_Work to do:_ Pick out every line of the entries below that contains the string "rock", matching case exactly, and copy each one.

── Data lines ──

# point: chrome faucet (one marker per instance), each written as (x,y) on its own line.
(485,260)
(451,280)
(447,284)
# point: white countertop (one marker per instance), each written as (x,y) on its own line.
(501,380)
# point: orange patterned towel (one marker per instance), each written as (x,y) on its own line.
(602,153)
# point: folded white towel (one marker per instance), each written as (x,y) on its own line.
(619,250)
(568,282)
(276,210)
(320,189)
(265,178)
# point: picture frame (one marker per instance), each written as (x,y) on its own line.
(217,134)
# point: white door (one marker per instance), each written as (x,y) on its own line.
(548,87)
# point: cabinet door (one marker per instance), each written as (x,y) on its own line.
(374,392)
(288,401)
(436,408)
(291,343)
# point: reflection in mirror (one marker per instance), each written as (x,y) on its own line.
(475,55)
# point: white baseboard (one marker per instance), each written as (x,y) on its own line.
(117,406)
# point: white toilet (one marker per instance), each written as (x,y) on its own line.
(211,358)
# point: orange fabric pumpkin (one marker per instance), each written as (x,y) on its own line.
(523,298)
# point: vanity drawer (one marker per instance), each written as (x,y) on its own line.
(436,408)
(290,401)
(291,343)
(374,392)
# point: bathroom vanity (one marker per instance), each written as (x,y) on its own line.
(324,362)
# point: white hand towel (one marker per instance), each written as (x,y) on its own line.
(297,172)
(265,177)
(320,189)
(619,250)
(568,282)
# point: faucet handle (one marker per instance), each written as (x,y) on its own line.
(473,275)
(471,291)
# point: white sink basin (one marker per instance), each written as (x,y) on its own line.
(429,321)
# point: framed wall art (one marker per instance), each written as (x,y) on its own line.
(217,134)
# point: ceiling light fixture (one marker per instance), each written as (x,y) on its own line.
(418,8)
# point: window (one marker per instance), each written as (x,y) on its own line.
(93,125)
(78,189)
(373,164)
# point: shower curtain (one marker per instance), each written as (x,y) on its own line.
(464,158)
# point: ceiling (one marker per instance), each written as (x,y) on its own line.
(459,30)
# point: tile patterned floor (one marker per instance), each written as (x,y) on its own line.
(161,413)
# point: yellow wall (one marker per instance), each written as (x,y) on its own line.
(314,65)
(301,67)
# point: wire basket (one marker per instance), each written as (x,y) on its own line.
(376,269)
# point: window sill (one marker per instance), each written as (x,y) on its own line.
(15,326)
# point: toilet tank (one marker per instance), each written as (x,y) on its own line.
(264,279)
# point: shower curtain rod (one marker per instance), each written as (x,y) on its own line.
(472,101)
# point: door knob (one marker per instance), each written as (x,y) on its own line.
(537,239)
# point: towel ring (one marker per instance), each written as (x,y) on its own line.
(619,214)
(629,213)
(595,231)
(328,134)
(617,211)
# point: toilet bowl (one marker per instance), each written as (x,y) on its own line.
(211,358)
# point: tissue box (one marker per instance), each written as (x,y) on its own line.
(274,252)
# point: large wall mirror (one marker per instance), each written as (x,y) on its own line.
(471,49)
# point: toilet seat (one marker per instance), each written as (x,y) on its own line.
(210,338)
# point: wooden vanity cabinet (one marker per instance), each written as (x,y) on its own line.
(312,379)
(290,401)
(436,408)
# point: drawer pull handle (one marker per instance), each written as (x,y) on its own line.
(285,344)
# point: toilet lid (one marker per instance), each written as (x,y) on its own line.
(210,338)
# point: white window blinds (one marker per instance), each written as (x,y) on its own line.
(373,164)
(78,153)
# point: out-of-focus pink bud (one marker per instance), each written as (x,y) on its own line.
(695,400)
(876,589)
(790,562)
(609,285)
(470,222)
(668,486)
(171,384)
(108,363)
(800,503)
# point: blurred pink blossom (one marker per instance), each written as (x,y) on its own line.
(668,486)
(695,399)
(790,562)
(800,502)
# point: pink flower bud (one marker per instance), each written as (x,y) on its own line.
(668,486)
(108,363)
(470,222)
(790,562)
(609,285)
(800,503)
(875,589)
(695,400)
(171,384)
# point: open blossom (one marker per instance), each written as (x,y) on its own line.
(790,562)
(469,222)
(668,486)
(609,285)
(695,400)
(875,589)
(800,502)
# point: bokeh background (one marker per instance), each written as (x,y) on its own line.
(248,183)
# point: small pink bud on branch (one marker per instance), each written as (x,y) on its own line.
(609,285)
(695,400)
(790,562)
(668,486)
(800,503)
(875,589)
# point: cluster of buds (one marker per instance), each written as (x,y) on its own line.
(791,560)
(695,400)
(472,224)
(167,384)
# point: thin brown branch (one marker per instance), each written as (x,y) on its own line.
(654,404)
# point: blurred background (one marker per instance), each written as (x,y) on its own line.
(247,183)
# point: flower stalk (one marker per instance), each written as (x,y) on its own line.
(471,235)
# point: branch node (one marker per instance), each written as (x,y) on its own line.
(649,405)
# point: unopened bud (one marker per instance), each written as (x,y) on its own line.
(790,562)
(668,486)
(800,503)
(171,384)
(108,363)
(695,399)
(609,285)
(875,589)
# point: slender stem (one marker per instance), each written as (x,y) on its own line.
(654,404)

───
── Data lines ──

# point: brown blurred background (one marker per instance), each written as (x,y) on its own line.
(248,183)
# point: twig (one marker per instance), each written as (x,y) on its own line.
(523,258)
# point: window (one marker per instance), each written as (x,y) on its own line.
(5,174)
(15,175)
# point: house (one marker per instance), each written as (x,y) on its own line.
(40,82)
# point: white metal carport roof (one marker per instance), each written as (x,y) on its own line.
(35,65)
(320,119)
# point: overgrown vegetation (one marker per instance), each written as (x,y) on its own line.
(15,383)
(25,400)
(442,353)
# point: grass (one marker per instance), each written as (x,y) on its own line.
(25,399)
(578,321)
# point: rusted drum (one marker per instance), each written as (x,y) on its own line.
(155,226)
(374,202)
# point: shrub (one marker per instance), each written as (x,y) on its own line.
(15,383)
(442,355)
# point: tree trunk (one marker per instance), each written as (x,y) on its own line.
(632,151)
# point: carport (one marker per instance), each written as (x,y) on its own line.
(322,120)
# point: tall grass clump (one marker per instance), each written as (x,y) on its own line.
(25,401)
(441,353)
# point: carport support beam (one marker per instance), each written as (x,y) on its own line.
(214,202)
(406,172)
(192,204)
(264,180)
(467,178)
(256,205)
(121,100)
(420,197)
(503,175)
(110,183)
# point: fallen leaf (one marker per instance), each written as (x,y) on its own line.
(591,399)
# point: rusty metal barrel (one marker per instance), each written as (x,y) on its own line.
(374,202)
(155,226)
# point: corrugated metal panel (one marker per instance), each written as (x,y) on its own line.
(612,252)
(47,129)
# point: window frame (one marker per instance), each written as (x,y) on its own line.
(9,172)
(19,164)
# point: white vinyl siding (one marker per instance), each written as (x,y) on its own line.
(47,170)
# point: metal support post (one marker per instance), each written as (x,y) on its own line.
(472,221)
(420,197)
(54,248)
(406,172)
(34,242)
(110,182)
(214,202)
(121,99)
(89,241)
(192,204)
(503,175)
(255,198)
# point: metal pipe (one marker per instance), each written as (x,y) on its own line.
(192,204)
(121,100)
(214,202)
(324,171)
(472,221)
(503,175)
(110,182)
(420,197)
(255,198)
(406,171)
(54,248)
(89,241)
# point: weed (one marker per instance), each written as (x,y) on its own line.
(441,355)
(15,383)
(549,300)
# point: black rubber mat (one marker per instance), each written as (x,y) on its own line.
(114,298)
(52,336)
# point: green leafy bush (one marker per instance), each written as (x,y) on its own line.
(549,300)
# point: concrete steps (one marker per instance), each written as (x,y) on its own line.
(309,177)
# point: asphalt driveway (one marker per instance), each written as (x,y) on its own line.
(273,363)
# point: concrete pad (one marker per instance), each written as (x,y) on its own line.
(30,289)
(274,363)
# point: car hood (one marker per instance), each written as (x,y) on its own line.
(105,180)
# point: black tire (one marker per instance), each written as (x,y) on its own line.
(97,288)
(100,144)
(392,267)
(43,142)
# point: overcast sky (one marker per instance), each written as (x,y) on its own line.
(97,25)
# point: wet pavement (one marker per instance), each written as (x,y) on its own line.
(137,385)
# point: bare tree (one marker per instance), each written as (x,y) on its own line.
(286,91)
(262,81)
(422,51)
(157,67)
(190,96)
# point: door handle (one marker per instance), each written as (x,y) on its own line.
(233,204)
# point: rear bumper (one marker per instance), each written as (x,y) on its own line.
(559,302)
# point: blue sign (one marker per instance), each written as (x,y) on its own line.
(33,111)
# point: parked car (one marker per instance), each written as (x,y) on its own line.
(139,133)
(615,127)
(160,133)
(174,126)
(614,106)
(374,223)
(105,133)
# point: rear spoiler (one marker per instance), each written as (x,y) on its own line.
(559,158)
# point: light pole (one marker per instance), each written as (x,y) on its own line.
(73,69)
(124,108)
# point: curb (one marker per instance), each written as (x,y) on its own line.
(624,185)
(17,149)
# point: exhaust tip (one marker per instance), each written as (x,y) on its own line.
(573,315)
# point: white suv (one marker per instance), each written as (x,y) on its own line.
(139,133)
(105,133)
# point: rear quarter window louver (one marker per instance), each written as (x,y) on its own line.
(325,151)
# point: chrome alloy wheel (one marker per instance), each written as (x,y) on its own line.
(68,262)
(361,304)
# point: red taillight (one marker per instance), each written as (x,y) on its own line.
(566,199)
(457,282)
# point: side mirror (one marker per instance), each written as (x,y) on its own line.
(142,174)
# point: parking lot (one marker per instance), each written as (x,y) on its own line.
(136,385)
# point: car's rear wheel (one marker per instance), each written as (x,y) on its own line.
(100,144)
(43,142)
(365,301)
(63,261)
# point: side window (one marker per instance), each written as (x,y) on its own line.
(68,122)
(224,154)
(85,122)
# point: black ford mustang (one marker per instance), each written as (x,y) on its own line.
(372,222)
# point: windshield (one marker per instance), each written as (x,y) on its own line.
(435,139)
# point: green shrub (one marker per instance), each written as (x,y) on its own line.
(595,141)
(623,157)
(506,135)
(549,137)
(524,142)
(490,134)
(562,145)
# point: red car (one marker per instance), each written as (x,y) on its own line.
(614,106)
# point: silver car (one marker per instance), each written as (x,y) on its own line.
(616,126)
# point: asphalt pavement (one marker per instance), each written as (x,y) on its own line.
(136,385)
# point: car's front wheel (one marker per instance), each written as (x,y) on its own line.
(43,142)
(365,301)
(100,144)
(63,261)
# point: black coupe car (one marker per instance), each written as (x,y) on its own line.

───
── Data lines ──

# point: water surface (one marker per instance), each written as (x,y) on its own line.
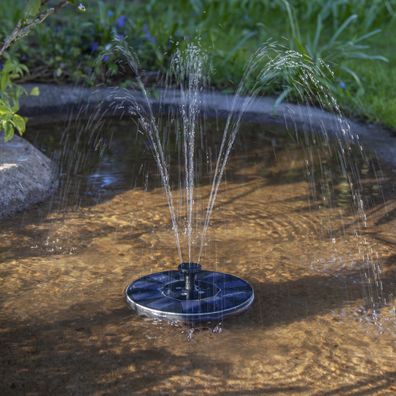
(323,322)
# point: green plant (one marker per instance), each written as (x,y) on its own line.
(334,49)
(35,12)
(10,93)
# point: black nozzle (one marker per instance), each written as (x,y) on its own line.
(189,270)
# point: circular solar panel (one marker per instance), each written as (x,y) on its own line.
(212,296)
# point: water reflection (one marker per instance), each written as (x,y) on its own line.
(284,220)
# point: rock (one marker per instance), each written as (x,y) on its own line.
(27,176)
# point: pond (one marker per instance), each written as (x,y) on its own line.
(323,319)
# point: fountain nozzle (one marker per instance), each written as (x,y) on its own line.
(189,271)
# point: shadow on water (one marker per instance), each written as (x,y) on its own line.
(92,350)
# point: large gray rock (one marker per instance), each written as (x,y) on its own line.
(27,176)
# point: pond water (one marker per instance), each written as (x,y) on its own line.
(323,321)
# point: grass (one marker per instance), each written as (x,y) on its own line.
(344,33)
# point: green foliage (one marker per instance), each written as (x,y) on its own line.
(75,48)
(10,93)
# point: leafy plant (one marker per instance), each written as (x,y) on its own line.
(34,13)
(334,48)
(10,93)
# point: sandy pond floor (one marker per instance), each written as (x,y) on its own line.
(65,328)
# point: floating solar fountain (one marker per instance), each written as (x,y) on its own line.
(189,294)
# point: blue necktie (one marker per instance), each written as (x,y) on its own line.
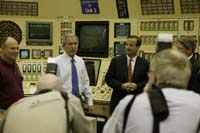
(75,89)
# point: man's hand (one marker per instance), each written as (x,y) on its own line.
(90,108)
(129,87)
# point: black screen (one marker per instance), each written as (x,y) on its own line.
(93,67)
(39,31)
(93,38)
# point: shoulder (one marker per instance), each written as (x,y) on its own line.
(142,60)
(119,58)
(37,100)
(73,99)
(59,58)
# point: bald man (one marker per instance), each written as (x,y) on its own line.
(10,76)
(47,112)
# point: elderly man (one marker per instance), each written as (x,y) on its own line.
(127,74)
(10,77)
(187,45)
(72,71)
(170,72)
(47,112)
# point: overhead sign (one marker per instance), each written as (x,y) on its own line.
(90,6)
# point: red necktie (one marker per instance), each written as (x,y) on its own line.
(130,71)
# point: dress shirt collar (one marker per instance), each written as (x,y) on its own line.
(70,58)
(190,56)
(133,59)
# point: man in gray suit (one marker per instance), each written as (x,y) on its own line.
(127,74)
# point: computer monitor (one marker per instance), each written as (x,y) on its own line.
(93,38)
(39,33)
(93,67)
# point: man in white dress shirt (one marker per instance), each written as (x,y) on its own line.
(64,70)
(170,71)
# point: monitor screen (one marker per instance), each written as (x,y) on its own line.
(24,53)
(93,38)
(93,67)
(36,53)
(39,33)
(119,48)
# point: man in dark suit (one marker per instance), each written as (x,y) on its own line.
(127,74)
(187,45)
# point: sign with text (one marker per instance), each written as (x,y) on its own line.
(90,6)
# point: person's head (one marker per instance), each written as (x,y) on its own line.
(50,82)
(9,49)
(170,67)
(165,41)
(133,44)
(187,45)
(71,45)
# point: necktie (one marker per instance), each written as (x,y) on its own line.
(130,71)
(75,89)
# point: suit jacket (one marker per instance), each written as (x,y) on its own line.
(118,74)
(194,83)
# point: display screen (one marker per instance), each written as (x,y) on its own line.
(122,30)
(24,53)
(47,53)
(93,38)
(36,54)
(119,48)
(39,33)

───

_Written response:_
# point: rock (one marker per instance), each written as (x,y) on its own line.
# point: large gray rock (one marker per instance), each written as (x,y) on its own line.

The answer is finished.